→ Your instructions
All of the data below should be returned exactly.

→ The data
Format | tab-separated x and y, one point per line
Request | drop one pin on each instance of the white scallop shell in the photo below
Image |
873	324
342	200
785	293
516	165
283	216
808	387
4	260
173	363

→ Result of this exercise
Format | tab-separated x and y, one point per line
Request | drop one pin on each instance of the white scallop shell in the photo below
Image |
873	324
342	200
785	293
516	165
283	216
808	387
4	260
173	363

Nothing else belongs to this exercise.